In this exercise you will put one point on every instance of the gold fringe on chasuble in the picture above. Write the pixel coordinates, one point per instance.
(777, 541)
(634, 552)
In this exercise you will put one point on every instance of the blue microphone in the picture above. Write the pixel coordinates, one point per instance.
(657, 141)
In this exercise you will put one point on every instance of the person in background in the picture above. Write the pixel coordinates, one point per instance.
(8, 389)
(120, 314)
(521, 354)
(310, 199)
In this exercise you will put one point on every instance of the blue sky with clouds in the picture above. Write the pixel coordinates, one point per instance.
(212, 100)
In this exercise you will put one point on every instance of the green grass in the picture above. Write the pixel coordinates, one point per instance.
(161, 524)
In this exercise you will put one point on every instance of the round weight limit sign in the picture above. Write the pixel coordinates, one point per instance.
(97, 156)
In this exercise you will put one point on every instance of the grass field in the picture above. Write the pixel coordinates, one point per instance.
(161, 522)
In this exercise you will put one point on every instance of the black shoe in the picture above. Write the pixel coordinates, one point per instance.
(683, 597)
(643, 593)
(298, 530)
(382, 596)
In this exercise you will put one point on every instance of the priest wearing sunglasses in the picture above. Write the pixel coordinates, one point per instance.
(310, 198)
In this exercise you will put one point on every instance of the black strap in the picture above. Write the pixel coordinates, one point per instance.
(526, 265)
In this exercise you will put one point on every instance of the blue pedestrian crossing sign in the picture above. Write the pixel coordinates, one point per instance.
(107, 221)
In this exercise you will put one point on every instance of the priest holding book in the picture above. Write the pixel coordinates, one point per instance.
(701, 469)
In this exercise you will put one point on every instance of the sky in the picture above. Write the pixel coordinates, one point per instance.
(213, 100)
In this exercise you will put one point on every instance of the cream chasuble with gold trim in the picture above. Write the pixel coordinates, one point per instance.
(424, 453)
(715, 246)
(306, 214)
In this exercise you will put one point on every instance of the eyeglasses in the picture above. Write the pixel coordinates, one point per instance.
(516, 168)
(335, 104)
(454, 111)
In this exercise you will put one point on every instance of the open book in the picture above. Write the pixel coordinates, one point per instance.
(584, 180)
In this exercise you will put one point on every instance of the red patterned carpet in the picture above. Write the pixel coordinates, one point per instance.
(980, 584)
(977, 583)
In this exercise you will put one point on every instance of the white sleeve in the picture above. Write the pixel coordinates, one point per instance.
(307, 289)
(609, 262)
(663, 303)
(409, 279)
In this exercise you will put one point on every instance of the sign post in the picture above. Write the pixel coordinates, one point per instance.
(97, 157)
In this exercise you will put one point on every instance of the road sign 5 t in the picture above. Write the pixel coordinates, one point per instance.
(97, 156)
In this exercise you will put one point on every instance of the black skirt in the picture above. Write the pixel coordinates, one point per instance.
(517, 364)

+===+

Copy out all of the records above with nothing altered.

In this exercise you will put one point on every instance of the gold fringe on chasuble in the picture above. Write the pixel coordinates, one point per instance.
(777, 541)
(634, 552)
In this exercise you will put one point on every instance of the blue microphone in the picture above. Write the pixel coordinates, one point per instance.
(657, 141)
In this exercise you will put one point on every instance of the person in background in the picture above. Write the pixel coordinates, one point per instance.
(8, 389)
(120, 314)
(521, 354)
(310, 199)
In this exercise you will put one point on every instance of the blue sky with clouds in the picture above. Write the pixel coordinates, one point per instance.
(212, 100)
In this exercise you will put one point on every instance of the green grass in the picture above. Write the pixel coordinates, one point per instance.
(161, 524)
In this exercise you will put one point on every instance of the round weight limit sign in the picture above. Write the pixel coordinates, one point per instance.
(97, 156)
In this exercise you will put one point on every instance of the grass field in the picture above. Write the pixel coordinates, one point per instance.
(161, 522)
In this exercise you will put one point on every instance of the black shoe in the picture above. Write the pixel coordinates, one point per instance.
(683, 597)
(643, 593)
(298, 530)
(382, 596)
In this exercise you will put one point on every instance of the priest wearing sunglasses in the picture above. Write the pixel coordinates, one point per instance.
(310, 198)
In this exercise you will put one point on every instance of the black strap in the picture above. Write the pixel coordinates, one point per instance.
(526, 265)
In this exercise you will put one point on every instance of the blue pedestrian crossing sign in the picture above. Write the pixel coordinates, one point per instance.
(107, 221)
In this exercise you will put one point on every instance of the priest holding book in the picture above. Write the pixel coordinates, one point per instance.
(701, 469)
In this exercise you will put one point on every instance of the sky in the picture above. Write the pixel coordinates, one point per instance.
(213, 100)
In this exercise you will put one point on every instance of the cream chasuble with gold trim in the picture above. Write the pixel coordinates, one point per instance.
(424, 453)
(715, 246)
(306, 214)
In this exercise you will put one point on every instance of the eyeglasses in the picture above. Write the pixel coordinates, one point per instance.
(516, 168)
(335, 104)
(454, 111)
In this exercise you will put one point on every instance of the open book in the picture above. Write the pixel coordinates, one point per instance.
(584, 180)
In this exercise you will put one point on every instance of the red patterned carpet in the picture above. Write the pixel coordinates, one point per instance.
(980, 584)
(977, 583)
In this exercise you will put one point on every instance of the white sleeve in the picture above. Write the pixel coordinates, one point per instance.
(307, 289)
(609, 262)
(663, 303)
(409, 279)
In this exercise you will put one point on every instance of the sign post in the picture above. Write the pixel coordinates, one point per instance.
(97, 157)
In this exercise you will put one point on every instance of the road sign 5 t in the picture above. Write the pixel coordinates, one point per instance.
(97, 156)
In this exercise you will put one point on every instance of the black skirt in the picture above. Write the pixel coordinates, one point per instance.
(517, 364)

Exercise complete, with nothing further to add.